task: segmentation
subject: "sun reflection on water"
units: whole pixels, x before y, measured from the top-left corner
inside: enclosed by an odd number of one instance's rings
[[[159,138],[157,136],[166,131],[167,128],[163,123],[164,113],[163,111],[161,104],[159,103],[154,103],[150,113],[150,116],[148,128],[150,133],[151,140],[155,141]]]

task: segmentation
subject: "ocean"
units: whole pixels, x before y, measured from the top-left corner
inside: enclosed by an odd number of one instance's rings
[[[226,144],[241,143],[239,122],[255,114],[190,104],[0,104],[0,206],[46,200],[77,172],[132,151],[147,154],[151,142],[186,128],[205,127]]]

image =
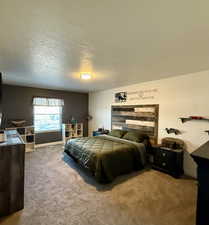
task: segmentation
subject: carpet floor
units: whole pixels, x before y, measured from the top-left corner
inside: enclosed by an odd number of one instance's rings
[[[195,180],[143,170],[101,185],[61,145],[26,154],[25,209],[1,225],[194,225]]]

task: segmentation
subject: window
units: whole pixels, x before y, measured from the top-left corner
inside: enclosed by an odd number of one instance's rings
[[[34,98],[35,132],[61,130],[63,105],[64,101],[61,99]]]

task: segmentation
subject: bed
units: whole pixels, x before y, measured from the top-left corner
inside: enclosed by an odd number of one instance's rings
[[[137,143],[110,135],[69,140],[65,153],[88,169],[100,183],[146,165],[147,140]]]
[[[100,183],[140,170],[158,139],[159,105],[112,106],[109,135],[69,140],[65,153],[88,169]]]

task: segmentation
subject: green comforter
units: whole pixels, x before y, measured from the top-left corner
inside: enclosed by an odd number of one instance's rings
[[[64,150],[92,172],[98,182],[143,168],[145,145],[104,135],[69,140]]]

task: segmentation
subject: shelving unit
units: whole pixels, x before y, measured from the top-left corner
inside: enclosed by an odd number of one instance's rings
[[[6,130],[16,130],[21,135],[21,138],[25,143],[26,152],[32,152],[35,150],[34,126],[10,127],[6,128]]]
[[[66,143],[71,138],[83,137],[83,123],[62,124],[62,140]]]
[[[112,105],[112,129],[137,130],[158,140],[159,105]]]

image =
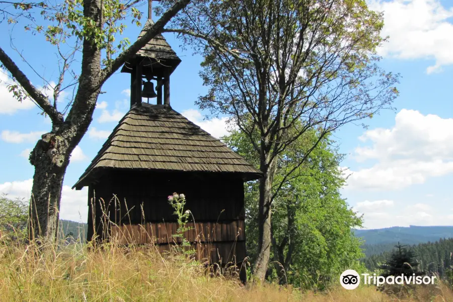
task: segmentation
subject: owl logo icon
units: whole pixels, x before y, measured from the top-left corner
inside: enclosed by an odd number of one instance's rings
[[[347,269],[340,275],[340,283],[346,289],[355,289],[360,284],[360,277],[353,269]]]

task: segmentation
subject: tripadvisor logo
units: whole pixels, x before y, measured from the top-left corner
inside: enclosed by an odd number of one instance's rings
[[[347,269],[340,275],[340,283],[346,289],[355,289],[360,284],[360,276],[353,269]]]
[[[416,276],[415,274],[411,275],[401,275],[398,276],[388,276],[387,278],[384,276],[376,275],[373,274],[361,274],[363,276],[363,284],[373,284],[380,286],[385,284],[433,284],[435,276]],[[353,269],[347,269],[342,273],[340,276],[340,283],[346,289],[354,289],[360,284],[360,277],[356,271]]]

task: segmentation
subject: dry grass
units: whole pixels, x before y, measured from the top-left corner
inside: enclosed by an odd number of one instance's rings
[[[408,294],[410,298],[401,293],[392,297],[372,287],[301,293],[276,285],[244,286],[235,280],[210,277],[196,263],[175,255],[161,255],[153,246],[90,248],[75,244],[38,253],[32,245],[0,244],[2,301],[453,301],[453,292],[446,286],[441,284],[435,290],[429,293],[417,289]]]

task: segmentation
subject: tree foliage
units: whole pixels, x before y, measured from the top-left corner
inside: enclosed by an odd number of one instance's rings
[[[415,259],[416,255],[413,250],[399,243],[395,247],[385,263],[379,266],[383,270],[382,276],[387,277],[402,274],[411,276],[414,273],[417,276],[424,274],[424,272],[418,270],[420,263]]]
[[[345,268],[358,266],[362,256],[360,242],[351,232],[361,225],[340,195],[344,179],[339,168],[343,155],[325,137],[303,166],[277,190],[286,171],[297,164],[304,153],[318,139],[316,131],[306,132],[279,158],[273,193],[271,264],[267,277],[297,286],[322,287]],[[259,154],[239,131],[224,138],[225,142],[250,162],[257,165]],[[258,240],[259,184],[246,184],[247,248],[253,260]]]

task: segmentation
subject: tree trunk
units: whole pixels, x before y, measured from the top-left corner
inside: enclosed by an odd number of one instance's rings
[[[100,0],[84,2],[84,15],[102,25]],[[30,239],[54,242],[58,232],[63,180],[69,158],[80,142],[92,119],[99,95],[101,51],[89,39],[84,40],[82,73],[74,103],[65,121],[52,125],[52,131],[42,136],[30,154],[35,167],[30,200]]]
[[[58,144],[62,145],[58,147]],[[53,243],[57,237],[63,180],[68,158],[64,145],[51,133],[43,135],[30,154],[35,166],[30,200],[29,236],[39,242]]]
[[[254,274],[260,281],[266,277],[269,265],[271,244],[271,205],[272,187],[277,161],[274,159],[269,164],[262,163],[261,170],[264,177],[260,180],[260,198],[258,209],[258,253],[255,263]],[[263,171],[264,170],[264,171]]]

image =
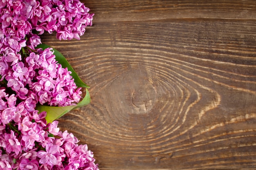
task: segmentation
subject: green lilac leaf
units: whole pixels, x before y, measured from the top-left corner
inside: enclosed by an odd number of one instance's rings
[[[44,44],[41,44],[38,45],[36,47],[37,49],[42,49],[43,50],[47,48],[52,48],[48,45],[46,45]],[[83,81],[80,79],[77,74],[76,73],[74,69],[72,66],[68,62],[65,57],[56,49],[52,48],[54,52],[54,54],[55,55],[56,60],[58,61],[59,64],[61,64],[62,68],[67,68],[67,70],[69,71],[71,71],[72,73],[70,75],[72,76],[74,78],[74,81],[76,86],[78,87],[85,87],[85,88],[90,88],[90,86],[87,84],[84,83]]]
[[[47,114],[46,117],[45,117],[45,119],[48,123],[52,122],[54,120],[59,118],[72,110],[77,108],[89,104],[90,102],[91,98],[90,97],[90,95],[88,90],[86,89],[85,96],[83,100],[76,105],[57,107],[38,105],[36,106],[36,110],[38,111],[38,113],[44,111],[45,111],[47,112]]]

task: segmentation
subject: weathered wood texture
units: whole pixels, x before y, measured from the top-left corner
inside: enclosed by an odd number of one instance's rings
[[[101,170],[256,169],[256,2],[83,1],[80,41],[43,42],[90,85],[60,120]]]

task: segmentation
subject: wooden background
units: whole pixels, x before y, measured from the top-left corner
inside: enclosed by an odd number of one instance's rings
[[[60,120],[101,170],[256,169],[256,1],[82,0],[67,57],[91,103]]]

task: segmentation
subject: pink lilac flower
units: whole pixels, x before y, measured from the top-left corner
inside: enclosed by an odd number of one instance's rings
[[[89,11],[78,0],[0,1],[0,81],[7,81],[0,86],[0,169],[98,170],[87,146],[36,110],[76,104],[82,92],[52,49],[36,49],[41,40],[32,32],[79,40],[92,25]]]
[[[38,167],[39,164],[37,161],[36,160],[30,160],[28,159],[22,159],[20,163],[19,169],[20,170],[38,170]]]
[[[57,165],[62,160],[61,154],[58,153],[60,149],[57,145],[54,145],[50,143],[47,144],[46,151],[40,150],[37,152],[37,156],[40,158],[39,163],[47,163],[50,166]]]
[[[0,157],[0,169],[3,170],[12,170],[11,159],[6,155],[2,155]]]
[[[2,147],[5,148],[6,152],[8,153],[14,152],[18,155],[21,150],[21,145],[13,131],[11,130],[10,134],[5,134],[4,139],[5,141],[2,144]]]

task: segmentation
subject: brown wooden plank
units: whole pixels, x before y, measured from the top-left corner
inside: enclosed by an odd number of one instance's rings
[[[256,23],[102,22],[106,11],[126,15],[124,1],[113,2],[86,2],[102,11],[80,40],[43,37],[91,87],[91,104],[61,118],[61,129],[88,144],[102,170],[256,169]],[[245,2],[249,11],[254,1]]]
[[[97,22],[177,18],[256,19],[251,0],[95,0],[85,3]]]

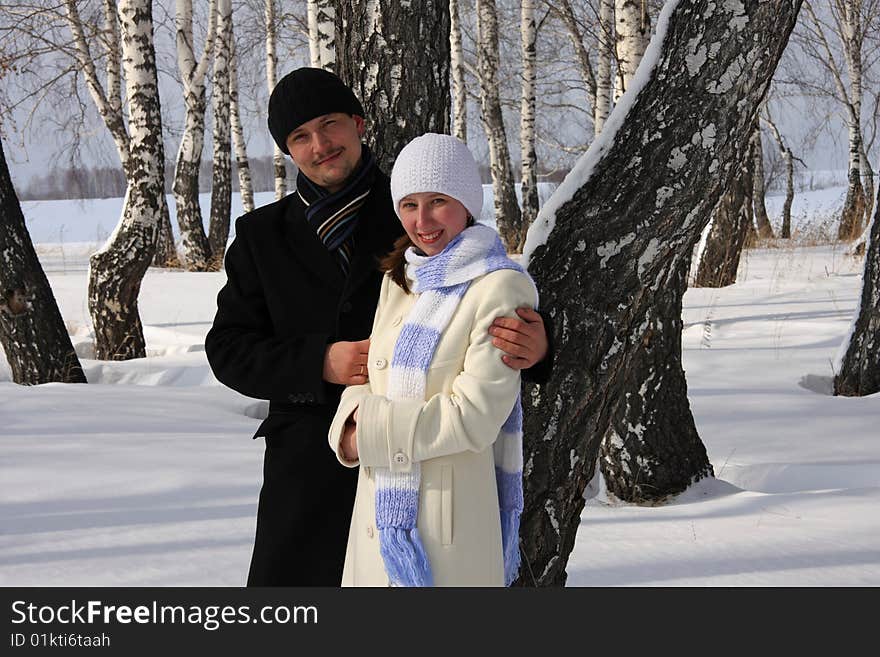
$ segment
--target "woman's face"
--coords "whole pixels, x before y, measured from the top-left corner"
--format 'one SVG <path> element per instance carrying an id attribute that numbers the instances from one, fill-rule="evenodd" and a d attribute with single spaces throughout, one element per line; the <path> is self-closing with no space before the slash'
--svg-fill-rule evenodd
<path id="1" fill-rule="evenodd" d="M 400 199 L 400 221 L 416 248 L 437 255 L 467 226 L 460 201 L 437 192 L 418 192 Z"/>

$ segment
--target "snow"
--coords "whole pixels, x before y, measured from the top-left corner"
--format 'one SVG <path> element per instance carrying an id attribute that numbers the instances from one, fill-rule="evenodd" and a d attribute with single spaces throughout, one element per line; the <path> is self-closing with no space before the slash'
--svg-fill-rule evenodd
<path id="1" fill-rule="evenodd" d="M 841 191 L 799 194 L 795 230 Z M 777 226 L 781 204 L 767 203 Z M 100 205 L 53 207 L 88 236 Z M 224 275 L 151 269 L 149 356 L 99 362 L 89 248 L 38 245 L 90 383 L 17 386 L 0 359 L 0 585 L 243 585 L 267 406 L 205 360 Z M 829 394 L 861 271 L 839 246 L 753 250 L 736 285 L 687 291 L 683 360 L 716 478 L 652 507 L 595 481 L 569 586 L 880 585 L 880 395 Z"/>
<path id="2" fill-rule="evenodd" d="M 605 121 L 605 127 L 602 129 L 602 132 L 592 141 L 587 152 L 575 163 L 574 167 L 565 177 L 565 180 L 562 181 L 553 195 L 541 207 L 541 211 L 526 235 L 526 243 L 522 254 L 522 262 L 525 267 L 528 268 L 529 260 L 535 249 L 547 243 L 547 238 L 556 225 L 556 213 L 559 211 L 559 208 L 568 203 L 575 192 L 590 179 L 596 165 L 614 143 L 617 131 L 623 125 L 626 115 L 635 103 L 636 98 L 645 85 L 648 84 L 648 80 L 651 79 L 651 74 L 657 62 L 660 61 L 660 55 L 662 54 L 661 46 L 666 38 L 669 17 L 677 6 L 678 0 L 668 0 L 663 5 L 663 9 L 657 16 L 657 29 L 654 31 L 654 36 L 651 37 L 642 61 L 639 63 L 639 67 L 630 81 L 629 89 L 626 90 L 623 96 L 620 97 L 620 100 L 614 105 L 614 109 Z M 660 137 L 659 133 L 657 137 Z"/>

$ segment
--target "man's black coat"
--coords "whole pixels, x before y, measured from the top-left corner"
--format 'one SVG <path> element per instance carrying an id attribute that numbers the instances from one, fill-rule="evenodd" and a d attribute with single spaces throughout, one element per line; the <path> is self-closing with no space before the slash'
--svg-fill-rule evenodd
<path id="1" fill-rule="evenodd" d="M 297 194 L 240 217 L 235 231 L 205 351 L 221 383 L 270 400 L 254 435 L 266 454 L 248 585 L 338 586 L 357 469 L 342 467 L 327 444 L 343 386 L 323 381 L 324 353 L 331 342 L 370 337 L 378 259 L 403 235 L 390 182 L 378 172 L 360 210 L 347 279 Z M 524 378 L 545 381 L 551 363 L 548 353 Z"/>
<path id="2" fill-rule="evenodd" d="M 378 258 L 403 234 L 388 177 L 360 210 L 347 279 L 289 194 L 236 221 L 227 283 L 205 340 L 217 379 L 270 400 L 263 488 L 249 586 L 338 586 L 357 469 L 342 467 L 327 432 L 342 386 L 323 381 L 328 343 L 370 336 Z"/>

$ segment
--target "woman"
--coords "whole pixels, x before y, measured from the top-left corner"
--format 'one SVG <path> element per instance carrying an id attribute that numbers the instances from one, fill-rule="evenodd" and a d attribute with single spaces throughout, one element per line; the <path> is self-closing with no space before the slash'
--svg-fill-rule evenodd
<path id="1" fill-rule="evenodd" d="M 382 263 L 369 382 L 330 428 L 360 466 L 342 584 L 503 586 L 519 567 L 522 411 L 488 328 L 537 292 L 475 223 L 483 187 L 454 137 L 410 142 L 391 196 L 406 235 Z"/>

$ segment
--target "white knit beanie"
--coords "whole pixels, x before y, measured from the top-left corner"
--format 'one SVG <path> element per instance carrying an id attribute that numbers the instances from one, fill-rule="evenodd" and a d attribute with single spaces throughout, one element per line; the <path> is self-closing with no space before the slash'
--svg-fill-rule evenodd
<path id="1" fill-rule="evenodd" d="M 480 170 L 468 147 L 452 135 L 428 132 L 403 147 L 391 170 L 391 198 L 400 217 L 408 194 L 439 192 L 451 196 L 479 220 L 483 212 Z"/>

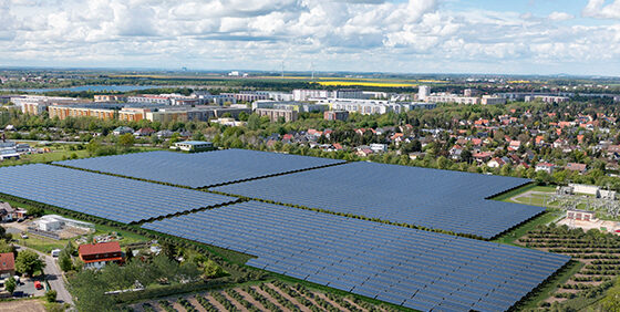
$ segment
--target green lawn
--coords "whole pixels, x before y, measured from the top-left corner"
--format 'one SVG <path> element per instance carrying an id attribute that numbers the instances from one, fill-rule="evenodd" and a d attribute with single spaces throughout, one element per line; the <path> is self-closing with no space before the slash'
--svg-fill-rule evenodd
<path id="1" fill-rule="evenodd" d="M 31 163 L 50 163 L 50 162 L 60 162 L 70 159 L 72 156 L 73 158 L 85 158 L 90 157 L 91 155 L 86 149 L 79 149 L 79 150 L 71 150 L 71 145 L 50 145 L 44 146 L 50 148 L 50 153 L 43 154 L 30 154 L 30 155 L 22 155 L 20 159 L 17 160 L 6 160 L 1 162 L 0 166 L 12 166 L 12 165 L 22 165 L 22 164 L 31 164 Z M 145 147 L 145 146 L 136 146 L 132 147 L 132 152 L 148 152 L 148 150 L 159 150 L 159 147 Z"/>
<path id="2" fill-rule="evenodd" d="M 538 217 L 536 217 L 536 218 L 525 222 L 524 225 L 520 225 L 519 227 L 514 228 L 510 231 L 504 233 L 503 236 L 494 239 L 493 241 L 494 242 L 499 242 L 499 243 L 517 246 L 515 243 L 515 240 L 525 236 L 528 231 L 533 230 L 538 225 L 546 225 L 546 223 L 551 222 L 552 220 L 558 218 L 559 214 L 560 212 L 557 211 L 557 210 L 549 209 L 549 210 L 542 212 L 541 215 L 539 215 Z"/>
<path id="3" fill-rule="evenodd" d="M 535 293 L 518 306 L 518 310 L 536 309 L 542 300 L 549 298 L 558 289 L 558 285 L 566 283 L 566 281 L 579 272 L 582 267 L 583 263 L 570 260 L 558 274 L 554 275 L 542 287 L 537 288 Z"/>
<path id="4" fill-rule="evenodd" d="M 28 239 L 19 238 L 18 240 L 19 245 L 30 247 L 43 253 L 50 253 L 53 249 L 63 249 L 68 242 L 69 240 L 66 239 L 55 240 L 32 233 L 28 233 Z"/>

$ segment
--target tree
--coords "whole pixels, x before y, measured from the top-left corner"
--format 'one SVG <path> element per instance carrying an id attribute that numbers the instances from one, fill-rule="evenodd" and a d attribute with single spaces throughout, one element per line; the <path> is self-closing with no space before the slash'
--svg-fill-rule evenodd
<path id="1" fill-rule="evenodd" d="M 131 247 L 127 247 L 125 249 L 125 259 L 127 260 L 127 262 L 130 262 L 133 258 L 134 258 L 134 251 L 132 250 Z"/>
<path id="2" fill-rule="evenodd" d="M 16 270 L 27 275 L 32 275 L 34 272 L 45 268 L 45 262 L 39 258 L 34 251 L 23 250 L 18 253 L 16 259 Z"/>
<path id="3" fill-rule="evenodd" d="M 41 207 L 35 207 L 35 206 L 30 206 L 27 209 L 27 214 L 28 216 L 32 216 L 32 217 L 41 217 L 43 216 L 43 208 Z"/>
<path id="4" fill-rule="evenodd" d="M 206 279 L 215 279 L 226 274 L 226 272 L 211 260 L 203 262 L 203 272 Z"/>
<path id="5" fill-rule="evenodd" d="M 608 290 L 601 305 L 604 311 L 620 311 L 620 287 L 614 285 Z"/>
<path id="6" fill-rule="evenodd" d="M 16 291 L 17 287 L 18 287 L 18 283 L 16 282 L 16 279 L 13 277 L 10 277 L 4 282 L 4 289 L 11 294 L 13 294 L 13 291 Z"/>
<path id="7" fill-rule="evenodd" d="M 73 262 L 71 261 L 71 256 L 66 252 L 66 250 L 62 250 L 59 254 L 59 266 L 64 272 L 73 270 Z"/>
<path id="8" fill-rule="evenodd" d="M 48 300 L 48 302 L 56 302 L 56 294 L 55 290 L 49 290 L 45 292 L 45 300 Z"/>
<path id="9" fill-rule="evenodd" d="M 124 148 L 130 148 L 134 146 L 135 137 L 131 133 L 123 134 L 118 137 L 118 145 Z"/>

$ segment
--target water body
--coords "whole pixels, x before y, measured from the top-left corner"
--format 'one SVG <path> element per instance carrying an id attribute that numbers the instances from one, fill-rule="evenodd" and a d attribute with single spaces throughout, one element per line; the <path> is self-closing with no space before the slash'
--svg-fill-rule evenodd
<path id="1" fill-rule="evenodd" d="M 0 89 L 2 91 L 21 91 L 21 92 L 33 92 L 43 93 L 52 91 L 69 91 L 69 92 L 82 92 L 82 91 L 93 91 L 93 92 L 128 92 L 135 90 L 147 90 L 147 89 L 159 89 L 159 87 L 170 87 L 166 85 L 80 85 L 70 87 L 50 87 L 50 89 Z"/>

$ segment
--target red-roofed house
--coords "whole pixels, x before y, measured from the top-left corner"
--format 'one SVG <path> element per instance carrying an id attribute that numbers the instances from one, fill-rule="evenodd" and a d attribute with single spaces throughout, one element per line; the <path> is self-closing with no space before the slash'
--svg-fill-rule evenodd
<path id="1" fill-rule="evenodd" d="M 519 149 L 520 146 L 521 146 L 520 141 L 510 141 L 510 143 L 508 144 L 508 150 L 517 150 Z"/>
<path id="2" fill-rule="evenodd" d="M 554 169 L 556 169 L 556 165 L 550 163 L 538 163 L 536 164 L 536 171 L 546 171 L 547 174 L 552 174 Z"/>
<path id="3" fill-rule="evenodd" d="M 78 249 L 85 268 L 101 269 L 106 263 L 123 264 L 125 258 L 117 241 L 84 243 Z"/>
<path id="4" fill-rule="evenodd" d="M 571 171 L 579 171 L 581 174 L 586 173 L 587 170 L 586 164 L 577 164 L 577 163 L 568 163 L 564 168 Z"/>
<path id="5" fill-rule="evenodd" d="M 0 278 L 16 274 L 16 258 L 13 252 L 0 253 Z"/>

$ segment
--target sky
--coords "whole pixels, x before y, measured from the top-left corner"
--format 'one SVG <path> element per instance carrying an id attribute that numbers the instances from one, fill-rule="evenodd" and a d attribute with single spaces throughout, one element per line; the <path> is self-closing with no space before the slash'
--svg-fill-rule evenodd
<path id="1" fill-rule="evenodd" d="M 620 76 L 620 0 L 0 0 L 0 66 Z"/>

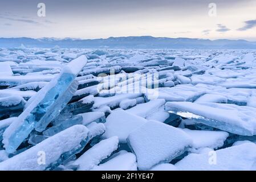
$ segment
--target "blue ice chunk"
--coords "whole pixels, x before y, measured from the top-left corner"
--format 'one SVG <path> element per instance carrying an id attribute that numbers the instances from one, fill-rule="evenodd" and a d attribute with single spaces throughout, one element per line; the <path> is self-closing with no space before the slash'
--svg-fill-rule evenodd
<path id="1" fill-rule="evenodd" d="M 73 159 L 84 148 L 89 140 L 88 133 L 84 126 L 72 126 L 0 163 L 0 170 L 53 170 Z"/>
<path id="2" fill-rule="evenodd" d="M 35 146 L 36 144 L 39 143 L 40 142 L 43 142 L 46 139 L 47 139 L 48 137 L 44 135 L 38 135 L 36 134 L 33 134 L 30 136 L 29 139 L 29 143 L 31 144 L 33 146 Z"/>
<path id="3" fill-rule="evenodd" d="M 42 132 L 71 99 L 78 86 L 75 80 L 87 62 L 82 56 L 68 63 L 62 72 L 32 97 L 26 109 L 5 131 L 3 143 L 13 153 L 33 129 Z"/>
<path id="4" fill-rule="evenodd" d="M 70 119 L 63 121 L 58 125 L 50 127 L 43 131 L 43 134 L 44 136 L 51 136 L 72 126 L 82 124 L 82 122 L 83 117 L 76 115 Z"/>

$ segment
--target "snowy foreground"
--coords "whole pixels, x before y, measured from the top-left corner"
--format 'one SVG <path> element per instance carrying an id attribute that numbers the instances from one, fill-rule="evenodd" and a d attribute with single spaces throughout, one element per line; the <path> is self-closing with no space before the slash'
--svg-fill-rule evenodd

━━━━━━━━━━

▸ Job
Return every line of the listing above that contains the word "wooden".

▸ Final answer
subject: wooden background
subject: brown wooden plank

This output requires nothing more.